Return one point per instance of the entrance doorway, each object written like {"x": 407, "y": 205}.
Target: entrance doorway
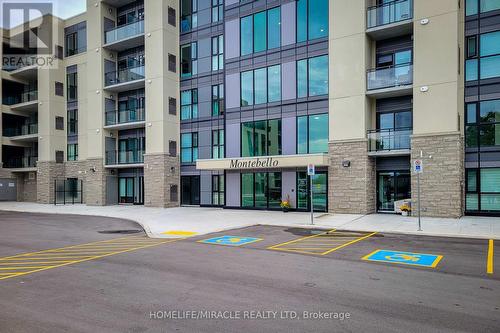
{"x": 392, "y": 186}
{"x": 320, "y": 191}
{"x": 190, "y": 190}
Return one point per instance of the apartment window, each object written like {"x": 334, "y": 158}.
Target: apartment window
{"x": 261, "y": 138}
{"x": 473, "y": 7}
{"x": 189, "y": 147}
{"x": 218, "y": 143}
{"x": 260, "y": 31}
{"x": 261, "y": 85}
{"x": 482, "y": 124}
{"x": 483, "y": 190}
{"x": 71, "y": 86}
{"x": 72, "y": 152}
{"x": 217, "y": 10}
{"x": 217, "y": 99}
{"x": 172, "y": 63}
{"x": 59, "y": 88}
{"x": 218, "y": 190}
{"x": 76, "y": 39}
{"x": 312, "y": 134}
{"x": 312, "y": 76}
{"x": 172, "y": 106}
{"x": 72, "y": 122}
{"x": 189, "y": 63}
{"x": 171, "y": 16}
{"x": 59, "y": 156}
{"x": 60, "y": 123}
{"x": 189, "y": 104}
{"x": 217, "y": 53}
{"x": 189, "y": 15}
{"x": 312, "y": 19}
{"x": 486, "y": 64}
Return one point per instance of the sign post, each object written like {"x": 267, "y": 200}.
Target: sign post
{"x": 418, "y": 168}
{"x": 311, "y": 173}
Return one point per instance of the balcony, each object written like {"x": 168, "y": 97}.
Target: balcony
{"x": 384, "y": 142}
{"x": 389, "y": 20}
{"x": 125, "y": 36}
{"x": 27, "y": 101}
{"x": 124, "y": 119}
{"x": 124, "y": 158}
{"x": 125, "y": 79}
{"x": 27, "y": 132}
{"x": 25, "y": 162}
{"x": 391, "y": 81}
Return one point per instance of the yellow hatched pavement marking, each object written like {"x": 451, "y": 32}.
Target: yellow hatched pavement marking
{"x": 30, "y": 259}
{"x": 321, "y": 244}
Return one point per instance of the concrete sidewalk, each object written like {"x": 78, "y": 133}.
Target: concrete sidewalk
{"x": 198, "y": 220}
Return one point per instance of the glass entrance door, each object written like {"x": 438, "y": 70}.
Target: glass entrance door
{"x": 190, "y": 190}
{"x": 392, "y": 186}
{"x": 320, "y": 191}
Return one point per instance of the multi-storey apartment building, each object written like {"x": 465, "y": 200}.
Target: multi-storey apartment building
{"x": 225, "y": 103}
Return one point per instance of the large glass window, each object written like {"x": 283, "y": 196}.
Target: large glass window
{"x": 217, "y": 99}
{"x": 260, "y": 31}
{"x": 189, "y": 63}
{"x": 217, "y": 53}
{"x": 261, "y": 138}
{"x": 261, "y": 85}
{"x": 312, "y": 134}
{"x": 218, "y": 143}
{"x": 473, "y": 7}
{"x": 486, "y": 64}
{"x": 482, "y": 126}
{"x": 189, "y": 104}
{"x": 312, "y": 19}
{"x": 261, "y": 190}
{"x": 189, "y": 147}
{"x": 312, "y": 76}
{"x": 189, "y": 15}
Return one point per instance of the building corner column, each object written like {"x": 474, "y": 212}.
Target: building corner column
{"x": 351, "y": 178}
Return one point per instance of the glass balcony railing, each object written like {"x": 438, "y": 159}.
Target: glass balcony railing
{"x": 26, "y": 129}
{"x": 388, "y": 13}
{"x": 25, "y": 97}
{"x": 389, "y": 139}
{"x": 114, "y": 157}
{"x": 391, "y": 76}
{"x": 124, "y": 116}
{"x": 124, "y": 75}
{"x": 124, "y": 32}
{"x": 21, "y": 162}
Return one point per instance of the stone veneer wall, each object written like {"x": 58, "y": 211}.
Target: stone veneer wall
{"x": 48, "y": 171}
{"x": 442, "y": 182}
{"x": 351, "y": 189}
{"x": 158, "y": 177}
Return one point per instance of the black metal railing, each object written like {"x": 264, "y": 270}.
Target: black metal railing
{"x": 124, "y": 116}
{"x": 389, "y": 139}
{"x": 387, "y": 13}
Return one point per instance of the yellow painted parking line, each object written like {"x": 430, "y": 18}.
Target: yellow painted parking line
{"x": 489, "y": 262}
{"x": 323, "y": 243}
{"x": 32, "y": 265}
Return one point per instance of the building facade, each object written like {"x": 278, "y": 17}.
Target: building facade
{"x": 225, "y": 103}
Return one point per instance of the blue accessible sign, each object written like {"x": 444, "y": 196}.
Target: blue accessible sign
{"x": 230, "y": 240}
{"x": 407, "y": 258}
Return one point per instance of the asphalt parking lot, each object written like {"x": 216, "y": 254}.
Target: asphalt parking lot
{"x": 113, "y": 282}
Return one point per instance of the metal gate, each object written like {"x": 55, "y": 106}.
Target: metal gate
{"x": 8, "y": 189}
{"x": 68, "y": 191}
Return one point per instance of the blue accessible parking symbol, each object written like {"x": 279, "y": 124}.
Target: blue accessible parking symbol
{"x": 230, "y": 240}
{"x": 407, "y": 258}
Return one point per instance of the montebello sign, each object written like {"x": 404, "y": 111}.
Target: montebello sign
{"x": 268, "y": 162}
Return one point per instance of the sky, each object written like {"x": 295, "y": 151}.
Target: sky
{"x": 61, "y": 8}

* * *

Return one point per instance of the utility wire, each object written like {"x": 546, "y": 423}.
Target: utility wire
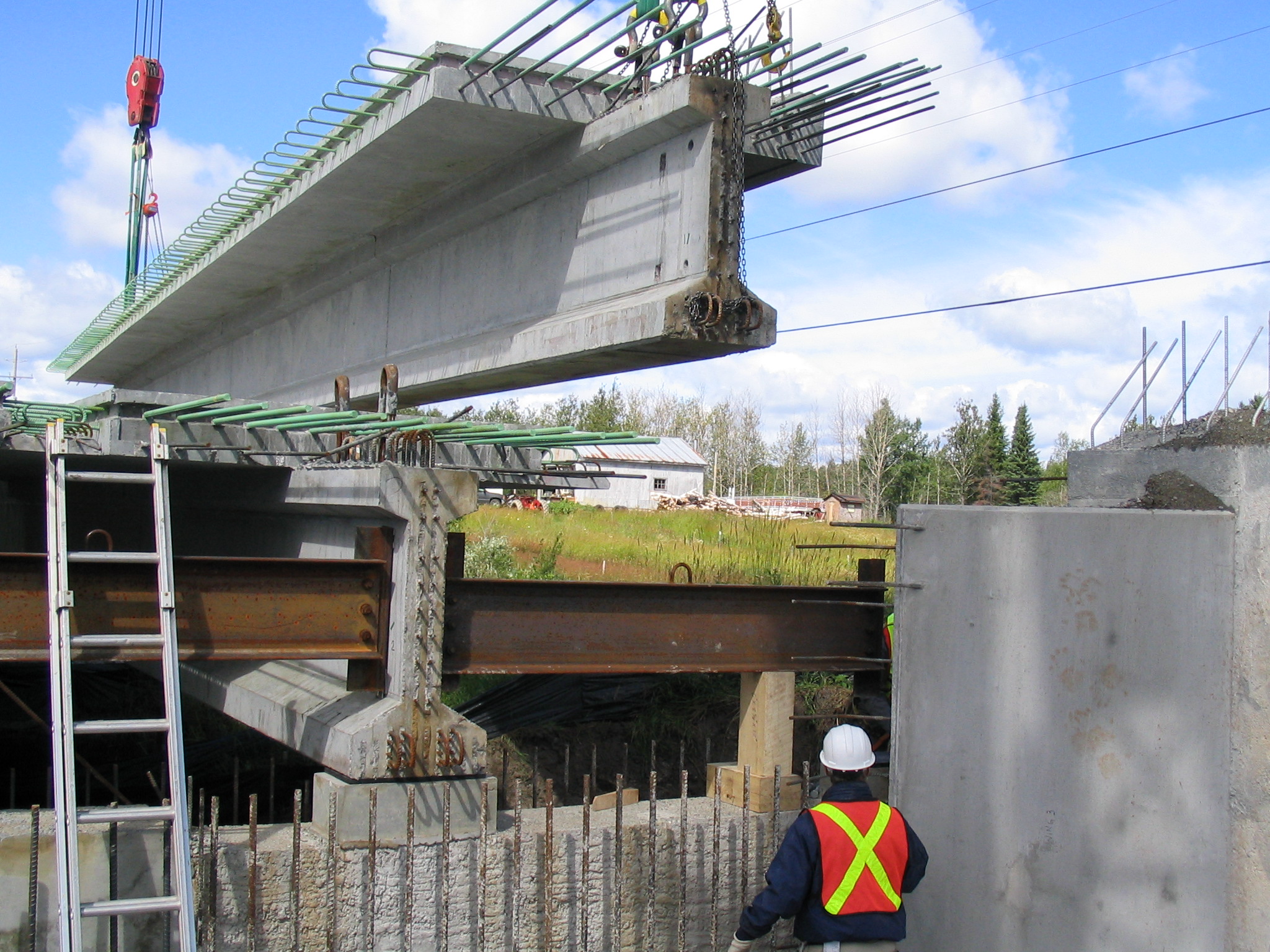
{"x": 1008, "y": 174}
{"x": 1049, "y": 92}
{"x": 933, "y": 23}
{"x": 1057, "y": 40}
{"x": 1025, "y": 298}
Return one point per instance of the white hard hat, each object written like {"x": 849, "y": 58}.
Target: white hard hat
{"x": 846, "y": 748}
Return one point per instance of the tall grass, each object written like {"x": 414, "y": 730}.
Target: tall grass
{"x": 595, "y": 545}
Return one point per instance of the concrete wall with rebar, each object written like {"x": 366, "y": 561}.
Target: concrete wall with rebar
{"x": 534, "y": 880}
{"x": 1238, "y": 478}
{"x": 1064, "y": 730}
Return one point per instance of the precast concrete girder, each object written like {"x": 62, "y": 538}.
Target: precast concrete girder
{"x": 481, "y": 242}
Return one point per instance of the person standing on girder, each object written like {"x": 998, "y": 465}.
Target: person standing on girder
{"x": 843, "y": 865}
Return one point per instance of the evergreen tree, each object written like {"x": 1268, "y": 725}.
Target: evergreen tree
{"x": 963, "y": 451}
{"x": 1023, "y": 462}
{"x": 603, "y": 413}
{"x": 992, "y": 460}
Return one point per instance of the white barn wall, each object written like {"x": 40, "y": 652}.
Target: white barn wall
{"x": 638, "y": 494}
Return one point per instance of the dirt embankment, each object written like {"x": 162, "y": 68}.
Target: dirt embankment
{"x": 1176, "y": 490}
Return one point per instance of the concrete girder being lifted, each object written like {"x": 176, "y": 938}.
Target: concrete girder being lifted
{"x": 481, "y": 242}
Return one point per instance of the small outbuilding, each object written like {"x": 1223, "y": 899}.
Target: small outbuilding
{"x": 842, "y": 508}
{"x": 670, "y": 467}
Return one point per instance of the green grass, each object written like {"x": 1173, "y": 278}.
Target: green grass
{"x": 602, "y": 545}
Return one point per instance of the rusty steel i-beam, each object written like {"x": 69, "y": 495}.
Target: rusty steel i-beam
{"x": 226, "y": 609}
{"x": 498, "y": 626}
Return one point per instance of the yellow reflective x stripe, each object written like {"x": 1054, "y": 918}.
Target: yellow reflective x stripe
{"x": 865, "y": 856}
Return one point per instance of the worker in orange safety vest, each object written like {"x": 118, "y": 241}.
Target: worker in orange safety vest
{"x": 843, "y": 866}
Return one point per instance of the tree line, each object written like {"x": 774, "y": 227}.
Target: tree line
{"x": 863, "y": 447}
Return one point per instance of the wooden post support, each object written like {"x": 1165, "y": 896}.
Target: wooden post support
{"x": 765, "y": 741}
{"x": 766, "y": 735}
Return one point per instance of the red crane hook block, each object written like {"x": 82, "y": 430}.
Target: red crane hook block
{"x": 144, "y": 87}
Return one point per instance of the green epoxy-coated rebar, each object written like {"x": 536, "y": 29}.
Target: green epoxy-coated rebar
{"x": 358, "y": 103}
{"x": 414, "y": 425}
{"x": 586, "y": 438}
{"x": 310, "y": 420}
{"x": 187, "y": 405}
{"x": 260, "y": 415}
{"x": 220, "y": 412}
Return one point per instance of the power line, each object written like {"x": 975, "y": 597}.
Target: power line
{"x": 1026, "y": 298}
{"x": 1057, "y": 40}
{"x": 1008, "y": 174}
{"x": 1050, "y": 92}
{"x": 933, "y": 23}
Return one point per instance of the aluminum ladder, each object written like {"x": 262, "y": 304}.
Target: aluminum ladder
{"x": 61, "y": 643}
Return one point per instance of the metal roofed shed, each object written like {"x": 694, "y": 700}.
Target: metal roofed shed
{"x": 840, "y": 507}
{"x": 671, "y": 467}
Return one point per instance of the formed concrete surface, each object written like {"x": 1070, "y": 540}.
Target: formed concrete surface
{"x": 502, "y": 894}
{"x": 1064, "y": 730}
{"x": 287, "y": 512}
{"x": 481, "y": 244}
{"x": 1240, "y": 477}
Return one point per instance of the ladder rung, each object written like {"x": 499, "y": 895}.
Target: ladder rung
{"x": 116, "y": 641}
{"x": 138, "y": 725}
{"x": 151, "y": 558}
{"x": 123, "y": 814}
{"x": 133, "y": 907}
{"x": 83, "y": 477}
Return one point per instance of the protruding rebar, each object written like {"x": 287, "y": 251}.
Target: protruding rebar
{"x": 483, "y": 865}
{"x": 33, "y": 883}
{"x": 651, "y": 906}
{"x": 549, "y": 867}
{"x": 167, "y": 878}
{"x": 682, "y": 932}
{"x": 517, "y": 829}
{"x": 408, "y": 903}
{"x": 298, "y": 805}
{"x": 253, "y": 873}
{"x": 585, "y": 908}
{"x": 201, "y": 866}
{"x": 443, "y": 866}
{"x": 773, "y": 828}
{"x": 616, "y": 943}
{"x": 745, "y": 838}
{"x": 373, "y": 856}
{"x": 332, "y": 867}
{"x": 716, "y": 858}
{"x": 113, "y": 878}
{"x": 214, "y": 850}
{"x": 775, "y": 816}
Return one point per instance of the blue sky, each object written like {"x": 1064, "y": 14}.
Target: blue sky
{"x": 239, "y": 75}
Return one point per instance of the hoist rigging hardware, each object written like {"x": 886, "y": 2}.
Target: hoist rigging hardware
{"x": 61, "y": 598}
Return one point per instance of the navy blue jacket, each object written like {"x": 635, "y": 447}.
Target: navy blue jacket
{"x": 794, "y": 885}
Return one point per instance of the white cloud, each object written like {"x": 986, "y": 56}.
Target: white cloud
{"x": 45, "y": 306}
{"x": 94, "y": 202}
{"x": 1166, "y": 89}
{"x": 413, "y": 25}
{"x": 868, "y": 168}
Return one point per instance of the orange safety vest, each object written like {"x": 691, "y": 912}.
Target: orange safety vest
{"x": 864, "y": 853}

▶ **Direction**
Which lines in the records above contain the word "gate"? List each one, copied out in full.

▶ **Complete answer**
Return one point per instance of the metal gate, each object written like {"x": 55, "y": 106}.
Target: metal gate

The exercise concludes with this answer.